Your assignment: An exact copy of every entry is required, without the pictures.

[Exercise data Boundary: Start]

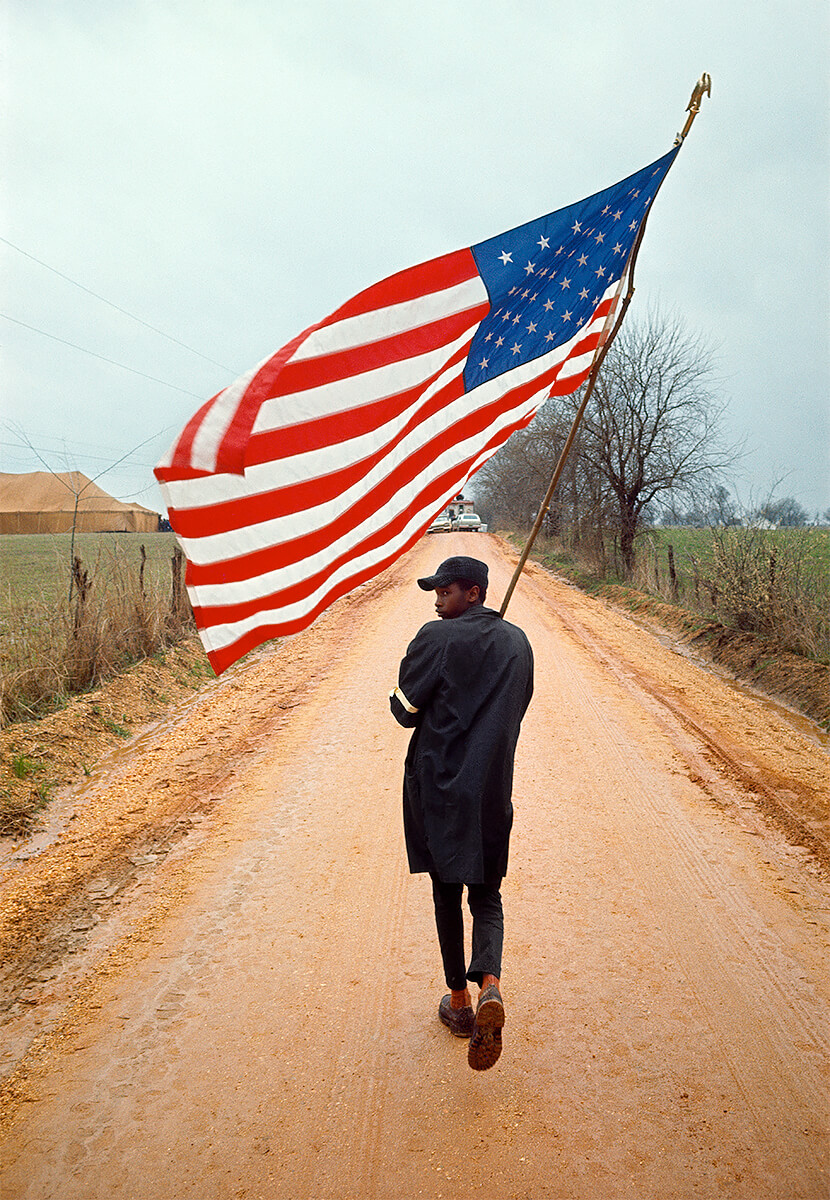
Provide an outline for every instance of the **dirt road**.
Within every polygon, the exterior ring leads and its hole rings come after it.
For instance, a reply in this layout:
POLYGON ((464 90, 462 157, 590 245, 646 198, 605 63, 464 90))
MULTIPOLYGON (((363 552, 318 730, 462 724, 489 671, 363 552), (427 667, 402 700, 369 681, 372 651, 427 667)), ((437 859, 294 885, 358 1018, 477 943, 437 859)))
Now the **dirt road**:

[Exercise data Boundary: End]

Finished exercise:
Provide an outline for every instance of the **dirt road**.
Within every polygon, the exterior ring leads and its hole rings come after it.
For instance, a reply in this layout:
POLYGON ((464 90, 462 157, 590 245, 646 198, 605 63, 464 90))
MULTIPOLYGON (((363 552, 318 730, 462 724, 489 671, 363 552), (427 667, 402 700, 369 681, 372 651, 427 667)), ((437 859, 294 885, 358 1018, 477 943, 437 859)))
Now the **dirt road**:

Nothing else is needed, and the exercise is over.